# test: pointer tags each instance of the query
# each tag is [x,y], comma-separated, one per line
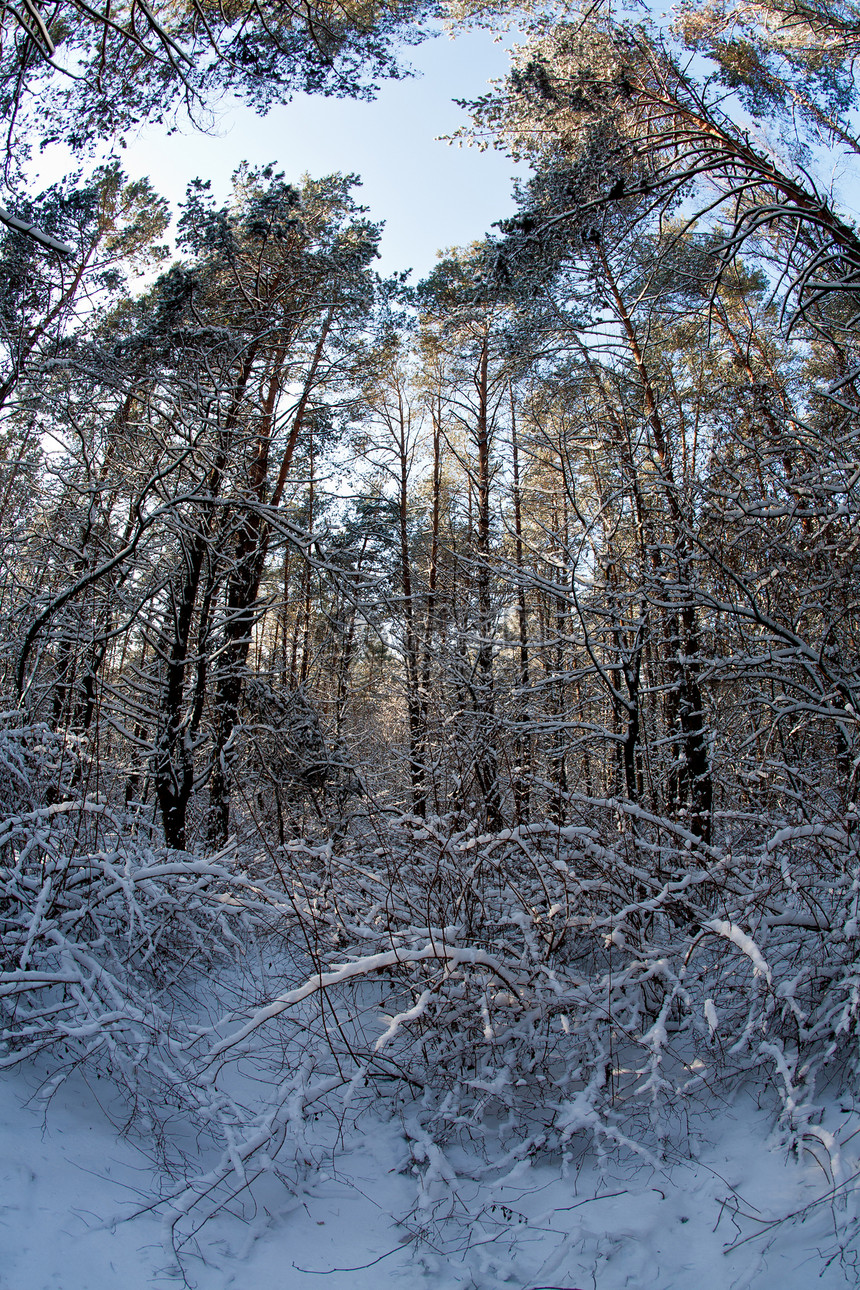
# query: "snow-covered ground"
[359,1209]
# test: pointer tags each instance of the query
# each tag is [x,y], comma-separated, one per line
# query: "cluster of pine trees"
[497,636]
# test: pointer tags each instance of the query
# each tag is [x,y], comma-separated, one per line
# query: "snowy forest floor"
[353,1215]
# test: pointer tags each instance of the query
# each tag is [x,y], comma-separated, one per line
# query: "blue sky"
[430,194]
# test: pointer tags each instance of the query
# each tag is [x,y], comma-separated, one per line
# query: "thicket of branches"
[484,653]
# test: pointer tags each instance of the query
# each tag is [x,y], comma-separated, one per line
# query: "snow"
[375,1202]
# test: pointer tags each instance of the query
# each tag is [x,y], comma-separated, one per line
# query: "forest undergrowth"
[521,996]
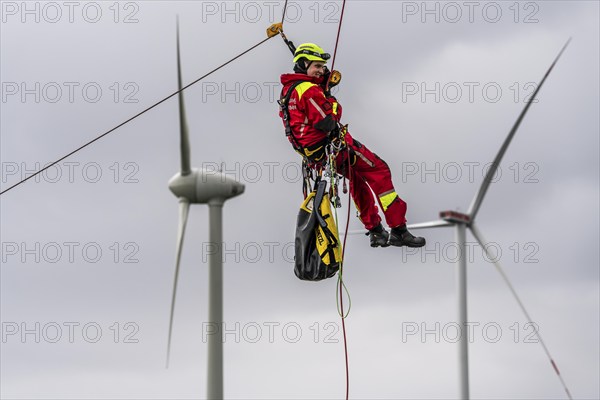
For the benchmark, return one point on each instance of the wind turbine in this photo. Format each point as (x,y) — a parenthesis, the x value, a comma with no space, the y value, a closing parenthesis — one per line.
(461,222)
(203,186)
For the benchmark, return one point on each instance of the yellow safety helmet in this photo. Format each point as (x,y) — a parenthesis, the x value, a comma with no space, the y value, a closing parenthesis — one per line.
(311,52)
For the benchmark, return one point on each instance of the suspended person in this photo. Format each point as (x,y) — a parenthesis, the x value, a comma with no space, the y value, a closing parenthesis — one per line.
(314,116)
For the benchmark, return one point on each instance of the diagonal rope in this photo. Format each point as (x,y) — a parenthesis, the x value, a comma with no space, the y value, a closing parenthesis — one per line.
(134,117)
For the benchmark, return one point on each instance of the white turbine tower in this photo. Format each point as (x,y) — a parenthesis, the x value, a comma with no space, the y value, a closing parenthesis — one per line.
(461,222)
(202,186)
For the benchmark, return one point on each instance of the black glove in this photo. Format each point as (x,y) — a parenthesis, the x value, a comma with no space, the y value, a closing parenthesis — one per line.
(334,134)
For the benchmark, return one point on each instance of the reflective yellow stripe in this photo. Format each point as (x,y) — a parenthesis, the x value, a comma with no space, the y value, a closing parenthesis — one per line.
(386,199)
(303,87)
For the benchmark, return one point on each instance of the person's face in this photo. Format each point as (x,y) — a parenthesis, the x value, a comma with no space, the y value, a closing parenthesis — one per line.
(316,69)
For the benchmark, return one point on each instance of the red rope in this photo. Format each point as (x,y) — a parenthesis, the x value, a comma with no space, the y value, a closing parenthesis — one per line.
(340,280)
(337,39)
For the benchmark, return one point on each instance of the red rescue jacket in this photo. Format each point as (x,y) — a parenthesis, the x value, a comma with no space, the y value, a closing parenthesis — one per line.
(308,105)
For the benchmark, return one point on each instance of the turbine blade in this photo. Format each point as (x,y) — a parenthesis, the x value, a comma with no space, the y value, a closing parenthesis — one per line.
(422,225)
(476,203)
(479,237)
(185,140)
(184,207)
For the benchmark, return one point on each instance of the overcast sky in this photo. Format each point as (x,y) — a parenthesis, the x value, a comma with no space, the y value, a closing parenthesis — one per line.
(88,249)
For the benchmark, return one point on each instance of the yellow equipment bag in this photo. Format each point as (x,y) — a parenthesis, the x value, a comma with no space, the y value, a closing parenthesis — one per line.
(317,245)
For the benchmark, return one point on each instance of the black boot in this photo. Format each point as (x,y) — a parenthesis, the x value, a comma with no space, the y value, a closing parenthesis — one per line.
(400,236)
(378,236)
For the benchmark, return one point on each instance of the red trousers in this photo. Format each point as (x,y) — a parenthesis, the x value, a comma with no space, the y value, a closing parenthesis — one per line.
(368,175)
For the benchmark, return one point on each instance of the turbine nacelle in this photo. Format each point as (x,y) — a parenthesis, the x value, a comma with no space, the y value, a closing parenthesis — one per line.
(202,186)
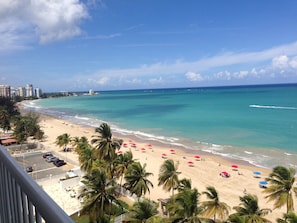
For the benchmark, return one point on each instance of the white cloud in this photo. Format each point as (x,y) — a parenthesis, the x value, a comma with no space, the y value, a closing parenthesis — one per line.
(192,76)
(156,80)
(280,61)
(293,62)
(48,20)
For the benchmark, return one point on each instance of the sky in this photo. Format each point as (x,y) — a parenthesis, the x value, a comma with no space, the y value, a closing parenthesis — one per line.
(77,45)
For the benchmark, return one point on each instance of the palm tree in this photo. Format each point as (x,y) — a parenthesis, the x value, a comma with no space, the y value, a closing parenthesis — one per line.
(184,184)
(281,187)
(248,211)
(105,145)
(86,158)
(63,140)
(98,196)
(141,211)
(79,143)
(4,120)
(122,163)
(168,175)
(183,207)
(136,179)
(290,217)
(214,207)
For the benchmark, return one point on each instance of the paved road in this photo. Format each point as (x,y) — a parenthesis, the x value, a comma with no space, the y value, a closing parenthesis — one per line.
(41,168)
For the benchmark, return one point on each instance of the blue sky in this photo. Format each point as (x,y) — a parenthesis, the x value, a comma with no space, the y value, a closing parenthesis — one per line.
(134,44)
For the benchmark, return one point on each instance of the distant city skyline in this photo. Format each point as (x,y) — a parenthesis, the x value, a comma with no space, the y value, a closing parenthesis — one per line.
(110,45)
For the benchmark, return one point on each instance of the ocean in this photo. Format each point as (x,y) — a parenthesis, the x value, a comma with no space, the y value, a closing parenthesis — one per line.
(257,124)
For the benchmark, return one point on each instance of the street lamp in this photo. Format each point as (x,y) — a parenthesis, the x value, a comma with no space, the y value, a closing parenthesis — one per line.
(35,170)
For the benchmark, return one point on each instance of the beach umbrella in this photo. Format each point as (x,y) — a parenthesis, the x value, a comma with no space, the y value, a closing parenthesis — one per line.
(263,184)
(190,163)
(234,167)
(197,157)
(224,174)
(257,173)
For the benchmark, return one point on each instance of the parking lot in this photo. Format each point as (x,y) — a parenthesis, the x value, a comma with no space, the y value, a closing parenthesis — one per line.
(41,168)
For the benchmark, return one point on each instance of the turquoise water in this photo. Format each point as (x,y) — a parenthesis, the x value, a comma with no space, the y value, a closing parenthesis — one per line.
(254,123)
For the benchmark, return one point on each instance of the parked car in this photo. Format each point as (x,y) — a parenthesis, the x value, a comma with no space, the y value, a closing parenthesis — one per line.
(224,174)
(51,159)
(29,169)
(47,154)
(59,163)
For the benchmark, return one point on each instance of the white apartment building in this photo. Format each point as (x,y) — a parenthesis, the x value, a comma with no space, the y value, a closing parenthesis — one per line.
(5,91)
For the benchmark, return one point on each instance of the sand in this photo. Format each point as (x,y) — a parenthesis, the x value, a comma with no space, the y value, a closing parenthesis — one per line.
(203,173)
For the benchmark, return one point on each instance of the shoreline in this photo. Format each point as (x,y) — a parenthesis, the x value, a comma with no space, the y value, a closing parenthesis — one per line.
(205,172)
(261,157)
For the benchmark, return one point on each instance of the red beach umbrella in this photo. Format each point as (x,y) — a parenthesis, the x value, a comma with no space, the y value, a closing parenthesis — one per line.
(197,157)
(234,167)
(190,163)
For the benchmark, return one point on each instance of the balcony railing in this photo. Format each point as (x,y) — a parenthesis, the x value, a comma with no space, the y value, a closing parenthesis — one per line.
(22,200)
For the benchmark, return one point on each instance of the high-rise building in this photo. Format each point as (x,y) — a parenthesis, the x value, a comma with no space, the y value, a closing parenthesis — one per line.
(21,91)
(5,91)
(38,92)
(29,90)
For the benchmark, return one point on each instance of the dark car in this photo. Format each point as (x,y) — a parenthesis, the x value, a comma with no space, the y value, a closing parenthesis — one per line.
(29,169)
(47,154)
(50,159)
(59,163)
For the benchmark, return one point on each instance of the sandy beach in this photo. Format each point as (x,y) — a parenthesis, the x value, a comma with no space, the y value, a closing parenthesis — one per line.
(203,172)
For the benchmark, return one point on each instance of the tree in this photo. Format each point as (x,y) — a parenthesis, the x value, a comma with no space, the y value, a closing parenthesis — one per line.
(98,196)
(86,158)
(63,140)
(214,207)
(184,184)
(105,145)
(122,163)
(281,187)
(4,120)
(136,179)
(79,143)
(183,207)
(141,211)
(25,126)
(248,211)
(290,217)
(168,175)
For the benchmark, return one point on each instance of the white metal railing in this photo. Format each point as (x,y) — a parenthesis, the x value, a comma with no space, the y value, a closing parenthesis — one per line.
(22,200)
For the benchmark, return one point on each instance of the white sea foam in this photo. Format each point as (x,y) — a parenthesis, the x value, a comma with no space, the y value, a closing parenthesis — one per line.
(80,117)
(272,107)
(288,154)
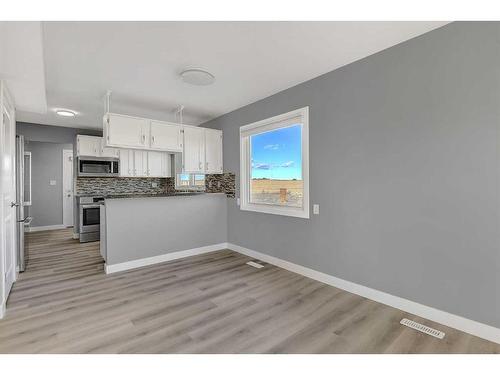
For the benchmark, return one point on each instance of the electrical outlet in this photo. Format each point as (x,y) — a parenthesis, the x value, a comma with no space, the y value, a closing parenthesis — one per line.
(316,209)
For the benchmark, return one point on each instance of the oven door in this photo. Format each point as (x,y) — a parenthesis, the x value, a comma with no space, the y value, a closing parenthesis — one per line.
(90,218)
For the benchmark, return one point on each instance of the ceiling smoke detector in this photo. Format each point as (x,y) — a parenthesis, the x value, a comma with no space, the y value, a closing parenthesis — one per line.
(65,113)
(197,76)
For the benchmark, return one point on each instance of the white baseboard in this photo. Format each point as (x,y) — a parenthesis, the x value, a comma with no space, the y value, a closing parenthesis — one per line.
(47,227)
(463,324)
(163,258)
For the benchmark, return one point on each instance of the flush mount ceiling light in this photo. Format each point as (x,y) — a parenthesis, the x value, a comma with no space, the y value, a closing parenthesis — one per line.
(65,113)
(197,76)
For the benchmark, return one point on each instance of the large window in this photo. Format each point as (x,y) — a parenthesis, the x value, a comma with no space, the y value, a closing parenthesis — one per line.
(190,181)
(274,165)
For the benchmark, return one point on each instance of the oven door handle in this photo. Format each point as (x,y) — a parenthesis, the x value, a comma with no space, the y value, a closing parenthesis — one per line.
(97,205)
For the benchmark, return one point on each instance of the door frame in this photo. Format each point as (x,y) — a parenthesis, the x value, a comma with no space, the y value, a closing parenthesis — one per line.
(64,153)
(7,102)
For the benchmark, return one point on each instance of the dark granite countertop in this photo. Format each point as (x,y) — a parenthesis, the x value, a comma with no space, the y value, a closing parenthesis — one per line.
(179,194)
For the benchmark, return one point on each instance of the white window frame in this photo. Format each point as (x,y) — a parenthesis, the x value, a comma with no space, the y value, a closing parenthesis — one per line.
(277,122)
(192,186)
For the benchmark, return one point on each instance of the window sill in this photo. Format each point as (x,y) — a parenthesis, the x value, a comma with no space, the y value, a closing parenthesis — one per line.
(276,210)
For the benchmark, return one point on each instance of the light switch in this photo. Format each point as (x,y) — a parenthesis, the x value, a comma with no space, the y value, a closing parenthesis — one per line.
(316,209)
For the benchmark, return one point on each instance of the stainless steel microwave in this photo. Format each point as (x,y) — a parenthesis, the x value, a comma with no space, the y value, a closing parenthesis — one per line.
(98,167)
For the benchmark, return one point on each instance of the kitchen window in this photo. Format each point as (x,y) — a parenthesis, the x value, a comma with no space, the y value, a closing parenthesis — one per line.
(190,181)
(274,165)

> _Required task_
Quote verbatim the line containing "of the light" and every line after it through the end of the records above.

> _Task output_
For the benchmark, return one point on each instance of the light switch in this photo. Format each point as (x,y) — a parenthesis, the x value, a comma with no space, the y value, a closing parenthesis — one per line.
(316,209)
For the benchmark, return one point on each instance of the stainless steel microwave in this photo. Format each point as (x,y) — a parenthesis, the x value, a comma with no space, the y value, a closing parenthesis — one per line.
(98,167)
For the benchmark, return one point on each instance of the kitchen window in this photo. Format each point as (x,y) — a parenthesis, the x value, a comma with no space, the y value, a closing parenthesis — one per line.
(190,181)
(274,165)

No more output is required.